* INPUT ROWS *

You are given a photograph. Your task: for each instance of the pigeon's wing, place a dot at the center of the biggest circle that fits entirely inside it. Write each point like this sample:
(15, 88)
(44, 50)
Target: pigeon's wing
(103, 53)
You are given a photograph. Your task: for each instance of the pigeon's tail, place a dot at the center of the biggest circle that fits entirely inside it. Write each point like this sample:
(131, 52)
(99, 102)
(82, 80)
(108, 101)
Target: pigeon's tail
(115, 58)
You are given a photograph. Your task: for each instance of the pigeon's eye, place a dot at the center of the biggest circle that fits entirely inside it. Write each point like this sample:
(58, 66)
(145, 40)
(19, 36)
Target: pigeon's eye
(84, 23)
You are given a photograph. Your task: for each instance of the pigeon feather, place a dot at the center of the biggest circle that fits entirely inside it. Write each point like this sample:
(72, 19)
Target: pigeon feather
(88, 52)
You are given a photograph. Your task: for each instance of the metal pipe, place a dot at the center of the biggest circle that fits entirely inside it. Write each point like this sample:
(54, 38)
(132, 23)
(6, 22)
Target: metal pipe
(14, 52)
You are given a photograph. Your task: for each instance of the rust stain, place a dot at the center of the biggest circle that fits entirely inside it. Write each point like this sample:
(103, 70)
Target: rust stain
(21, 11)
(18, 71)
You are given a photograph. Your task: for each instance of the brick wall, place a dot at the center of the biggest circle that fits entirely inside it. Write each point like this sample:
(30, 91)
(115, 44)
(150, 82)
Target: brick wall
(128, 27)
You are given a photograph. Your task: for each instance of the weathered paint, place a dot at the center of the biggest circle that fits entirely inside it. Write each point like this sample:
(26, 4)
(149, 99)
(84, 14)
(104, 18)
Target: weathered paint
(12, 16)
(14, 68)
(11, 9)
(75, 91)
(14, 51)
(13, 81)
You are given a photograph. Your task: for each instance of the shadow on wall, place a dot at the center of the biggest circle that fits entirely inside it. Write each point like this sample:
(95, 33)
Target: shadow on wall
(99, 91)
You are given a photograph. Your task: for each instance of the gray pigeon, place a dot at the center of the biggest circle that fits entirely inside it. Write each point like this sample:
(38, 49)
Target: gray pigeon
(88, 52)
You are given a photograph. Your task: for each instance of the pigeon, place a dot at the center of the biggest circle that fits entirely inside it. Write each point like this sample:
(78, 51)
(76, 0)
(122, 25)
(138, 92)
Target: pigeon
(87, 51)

* THE TASK *
Render all of the material above as a JSON list of strings, with one string for each line and blank lines left out.

* TASK OUTPUT *
[
  "You are given a photograph. Your task: for each instance of the pigeon's wing, place a dot at the center of the biggest circle that fits entirely inside it. Write each point like this sample:",
  "(15, 88)",
  "(44, 50)",
  "Target: pigeon's wing",
  "(103, 53)",
  "You are given a photograph. Your task: for each instance of the pigeon's tail, place a dot at the center of the biggest circle that fits entirely inside it. Write each point like this sample:",
  "(131, 52)",
  "(99, 102)",
  "(82, 80)",
  "(108, 101)",
  "Target: pigeon's tail",
  "(115, 58)",
  "You are given a photograph. Your task: for each instance of the pigeon's eye, place a dot at the center of the biggest circle that fits entirely inside it. Write each point like this sample:",
  "(58, 66)",
  "(145, 40)",
  "(19, 36)",
  "Target: pigeon's eye",
  "(84, 23)",
  "You are given a photograph. Your task: for each instance of the pigeon feather, place a dot at the center of the biggest circle that fits entirely inside it. Write each point like this sample:",
  "(72, 19)",
  "Target: pigeon feather",
  "(88, 52)",
  "You are given a photograph. Your task: for each instance of the metal pipe, place a dot at the center of the biggest circle that fits entirely inside it. Write each point like this sample:",
  "(54, 38)",
  "(132, 23)",
  "(6, 22)",
  "Target: metal pipe",
  "(14, 52)",
  "You are given a photograph. Your task: for each instance of the rust stain, place a dot at the center of the biggest circle that fits entirely inside it. Write each point like this sample:",
  "(103, 70)",
  "Target: rust stain",
  "(21, 11)",
  "(18, 71)",
  "You are given a photograph. Your task: for each instance of the brick wall, place a dot at the center of the biggest circle that fits entirely inside it. Write each point like this sample:",
  "(30, 91)",
  "(115, 44)",
  "(150, 82)",
  "Target: brick wall",
  "(128, 27)",
  "You are given a photograph. Your task: for each instance of the weathered paint, place a dot at the center of the biggest circle that fits entirely inside it. Write each point like this sample:",
  "(26, 4)",
  "(149, 99)",
  "(84, 14)",
  "(104, 18)",
  "Target: weathered paint",
  "(12, 16)",
  "(14, 68)",
  "(11, 9)",
  "(75, 91)",
  "(14, 51)",
  "(13, 81)",
  "You are given a photograph. Your task: for each instance of the shadow on wall, place a dot at the center of the biggest circle that fits entirely inside it. Write each point like this sample:",
  "(95, 33)",
  "Target: shadow on wall",
  "(99, 91)",
  "You are given a photograph. Your task: for each instance of the gray pigeon, place a dot at the center of the biggest circle that fits entirely inside it. Write each point like this sample:",
  "(38, 49)",
  "Target: gray pigeon",
  "(88, 52)",
  "You are given a photograph. Your task: for each instance of the pigeon, place a dot at the center of the biggest circle that fits entirely inside it. Write each point like this sample:",
  "(78, 51)",
  "(76, 0)",
  "(122, 25)",
  "(138, 92)",
  "Target: pigeon",
  "(87, 51)"
]